INSTRUCTIONS TO FOLLOW:
Reproduce the complete listing without any deviation.

GIVEN ENTRIES:
○ ○ ○

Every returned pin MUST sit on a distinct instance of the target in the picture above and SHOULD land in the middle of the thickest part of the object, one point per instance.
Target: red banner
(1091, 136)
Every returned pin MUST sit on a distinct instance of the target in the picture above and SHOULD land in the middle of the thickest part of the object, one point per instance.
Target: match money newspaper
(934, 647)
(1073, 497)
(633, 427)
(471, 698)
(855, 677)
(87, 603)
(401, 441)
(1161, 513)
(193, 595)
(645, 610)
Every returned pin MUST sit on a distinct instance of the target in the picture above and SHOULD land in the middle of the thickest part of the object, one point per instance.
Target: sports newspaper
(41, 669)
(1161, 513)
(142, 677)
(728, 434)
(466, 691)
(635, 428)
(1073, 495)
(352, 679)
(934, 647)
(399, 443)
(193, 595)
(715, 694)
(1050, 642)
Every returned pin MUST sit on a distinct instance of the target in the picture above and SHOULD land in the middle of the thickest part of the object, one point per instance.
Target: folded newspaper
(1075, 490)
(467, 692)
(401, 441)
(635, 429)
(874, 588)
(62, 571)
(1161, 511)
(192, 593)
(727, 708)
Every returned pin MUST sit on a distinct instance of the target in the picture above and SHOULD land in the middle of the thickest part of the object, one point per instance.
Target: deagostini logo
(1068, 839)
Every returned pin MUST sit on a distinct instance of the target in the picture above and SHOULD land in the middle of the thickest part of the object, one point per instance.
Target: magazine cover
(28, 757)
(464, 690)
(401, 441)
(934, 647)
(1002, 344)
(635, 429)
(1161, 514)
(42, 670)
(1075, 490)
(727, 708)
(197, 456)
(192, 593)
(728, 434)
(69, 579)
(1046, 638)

○ ○ ○

RESPONSE FOR THIS EXERCISE:
Every returned pin MUST sit on a distinct instance of the target in the picture above and SHOULD land in the middle of the thickest part of the object, one point per instance.
Target: red banner
(1091, 136)
Every returned pin MUST sit on a distinct instance of the target in the picture above and SHOULD land in the middle of the thickest part of the object, one point per instance.
Target: match money newspaper
(934, 647)
(1073, 497)
(633, 427)
(471, 698)
(855, 677)
(87, 603)
(401, 441)
(1161, 513)
(193, 595)
(645, 610)
Every returned pin MUST sit on a distinct instance of the target in the picture above and SHOULD land in the middle of the thickest part of the object, one point per instance.
Target: sports newspaper
(41, 669)
(1161, 513)
(142, 677)
(728, 434)
(466, 691)
(635, 428)
(1073, 495)
(352, 679)
(934, 647)
(399, 443)
(193, 595)
(715, 694)
(1050, 642)
Every returned pin MUST sit on a distinct instance of the target in the picture above and SHOULD land in the middle of the thickest part of the object, one point per instance.
Target: folded newspaper
(1075, 490)
(467, 692)
(401, 441)
(635, 429)
(874, 588)
(62, 571)
(1161, 511)
(192, 593)
(727, 708)
Every returned pin MUST sit on a distinct instance of the target in the picture above and SHOULD land in the middle of the thickest part of the object, one point per instance.
Target: deagostini logo
(1068, 839)
Every returned pin MUST sit on a distinct instance of the target in the picture above and SHOULD land in the middle of the thickest part of the object, one point per instance.
Target: magazine cover
(28, 757)
(464, 690)
(401, 441)
(934, 647)
(1002, 344)
(635, 429)
(1161, 514)
(42, 670)
(1075, 490)
(727, 708)
(197, 456)
(192, 593)
(728, 434)
(69, 579)
(1046, 638)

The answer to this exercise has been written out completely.